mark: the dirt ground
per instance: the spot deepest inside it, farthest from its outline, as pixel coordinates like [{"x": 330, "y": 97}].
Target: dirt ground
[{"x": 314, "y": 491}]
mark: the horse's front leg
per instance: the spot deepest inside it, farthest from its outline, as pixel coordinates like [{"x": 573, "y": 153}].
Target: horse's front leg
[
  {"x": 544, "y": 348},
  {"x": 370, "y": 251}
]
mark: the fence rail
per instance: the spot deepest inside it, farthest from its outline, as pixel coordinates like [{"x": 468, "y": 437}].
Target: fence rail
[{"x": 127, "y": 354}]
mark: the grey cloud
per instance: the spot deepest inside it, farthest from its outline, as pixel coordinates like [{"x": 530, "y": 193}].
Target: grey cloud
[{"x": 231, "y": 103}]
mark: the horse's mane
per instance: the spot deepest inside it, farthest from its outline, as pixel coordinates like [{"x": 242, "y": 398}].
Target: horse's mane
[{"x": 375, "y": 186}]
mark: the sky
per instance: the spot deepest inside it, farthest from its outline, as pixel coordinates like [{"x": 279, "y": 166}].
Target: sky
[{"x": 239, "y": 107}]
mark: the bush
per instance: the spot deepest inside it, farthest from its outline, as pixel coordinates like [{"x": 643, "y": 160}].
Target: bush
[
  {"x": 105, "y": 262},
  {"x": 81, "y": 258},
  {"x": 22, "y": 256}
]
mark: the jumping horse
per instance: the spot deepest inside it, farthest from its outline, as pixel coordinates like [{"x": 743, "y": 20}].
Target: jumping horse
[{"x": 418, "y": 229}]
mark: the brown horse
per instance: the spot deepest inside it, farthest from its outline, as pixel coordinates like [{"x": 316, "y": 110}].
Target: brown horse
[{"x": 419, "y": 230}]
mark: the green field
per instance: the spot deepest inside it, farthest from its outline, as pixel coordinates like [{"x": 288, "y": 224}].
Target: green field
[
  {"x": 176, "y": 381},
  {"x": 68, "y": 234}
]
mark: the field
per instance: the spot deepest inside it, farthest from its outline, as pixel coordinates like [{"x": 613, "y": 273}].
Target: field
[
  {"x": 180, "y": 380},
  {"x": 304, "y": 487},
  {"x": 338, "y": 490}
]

__________________________________________________

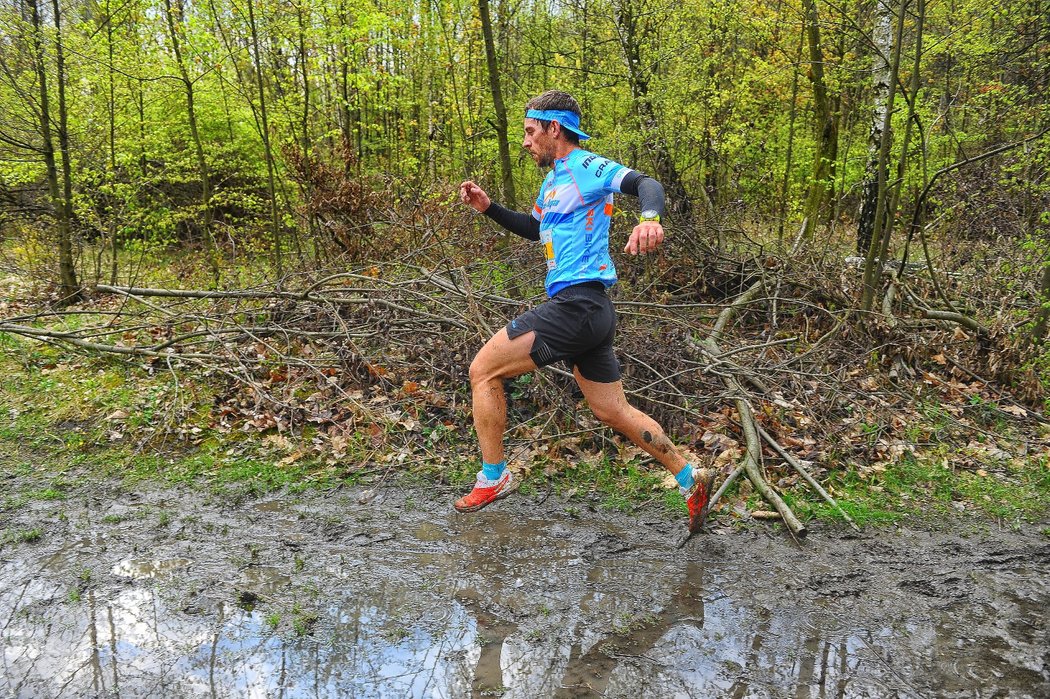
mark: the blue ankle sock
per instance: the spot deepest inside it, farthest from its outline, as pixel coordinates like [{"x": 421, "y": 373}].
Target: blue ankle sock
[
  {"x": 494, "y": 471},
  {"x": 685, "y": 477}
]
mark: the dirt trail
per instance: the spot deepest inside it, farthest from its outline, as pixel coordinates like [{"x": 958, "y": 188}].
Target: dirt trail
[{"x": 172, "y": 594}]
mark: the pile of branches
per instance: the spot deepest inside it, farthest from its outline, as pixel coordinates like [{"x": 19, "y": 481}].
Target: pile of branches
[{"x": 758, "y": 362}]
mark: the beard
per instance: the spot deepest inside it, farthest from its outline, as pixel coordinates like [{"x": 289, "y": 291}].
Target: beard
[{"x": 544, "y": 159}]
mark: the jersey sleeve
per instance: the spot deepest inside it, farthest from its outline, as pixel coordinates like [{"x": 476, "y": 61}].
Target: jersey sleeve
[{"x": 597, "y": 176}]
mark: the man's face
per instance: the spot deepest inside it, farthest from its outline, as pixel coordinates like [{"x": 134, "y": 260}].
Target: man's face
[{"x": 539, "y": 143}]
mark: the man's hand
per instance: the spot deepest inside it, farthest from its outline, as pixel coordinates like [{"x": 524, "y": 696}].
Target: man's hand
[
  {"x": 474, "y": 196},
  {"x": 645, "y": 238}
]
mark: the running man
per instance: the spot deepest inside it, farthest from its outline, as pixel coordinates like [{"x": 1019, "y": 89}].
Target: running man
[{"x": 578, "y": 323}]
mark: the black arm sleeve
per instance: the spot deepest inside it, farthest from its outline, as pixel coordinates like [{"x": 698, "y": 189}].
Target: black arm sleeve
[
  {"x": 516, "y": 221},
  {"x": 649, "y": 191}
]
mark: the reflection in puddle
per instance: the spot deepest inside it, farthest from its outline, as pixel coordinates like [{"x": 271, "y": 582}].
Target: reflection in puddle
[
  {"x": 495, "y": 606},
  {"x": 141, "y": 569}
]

__________________________________________________

Exercise aim: Going back over the entries above, copy word for word every line from the one that has "Target: blue ankle sock" on through the one that has "mark: the beard".

Problem solution:
Target: blue ankle sock
[
  {"x": 494, "y": 471},
  {"x": 685, "y": 477}
]
mark: the dirt trail
per instance: the spot deepest inside it, farthest from its outline, as pixel coordinates like [{"x": 958, "y": 188}].
Target: dirt trail
[{"x": 172, "y": 594}]
mark: the pile of branches
per instance: the spot deepest inside it, farthest from its outline, as pixel coordinates like [{"x": 19, "y": 481}].
Target: pile of branches
[{"x": 758, "y": 362}]
mark: the beard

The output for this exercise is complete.